• _WHAT YOU SHOULD DO_:
Exactly reproduce all the records, keeping pictures out of the copy.

• _MATERIAL FOR THIS EXERCISE_:

++++++++++++++++++++

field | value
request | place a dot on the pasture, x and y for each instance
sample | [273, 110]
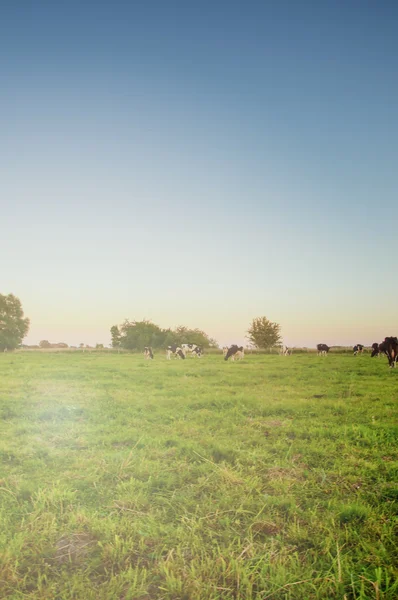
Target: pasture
[122, 478]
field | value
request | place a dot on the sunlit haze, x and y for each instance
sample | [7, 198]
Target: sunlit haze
[200, 164]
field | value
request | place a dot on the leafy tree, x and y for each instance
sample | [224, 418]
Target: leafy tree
[45, 344]
[264, 334]
[13, 325]
[135, 335]
[115, 334]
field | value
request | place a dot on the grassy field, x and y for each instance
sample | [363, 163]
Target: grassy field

++++++++++++++++++++

• _RESULT OF THIS TASK_:
field | value
request | place a dot on the pasture, x and y for each instance
sample | [273, 110]
Target: pasture
[122, 478]
field | value
request | place a dot on the sunlit haze, x and y for each instance
sample | [7, 198]
Target: sunlit haze
[200, 164]
field | value
request | place a dot on the leafy tree, x and y for each instance
sample | [224, 418]
Target: leafy tree
[45, 344]
[264, 334]
[13, 325]
[135, 335]
[115, 334]
field | value
request | place a dot on the grassy field, x and y for each instance
sample | [363, 163]
Target: grassy field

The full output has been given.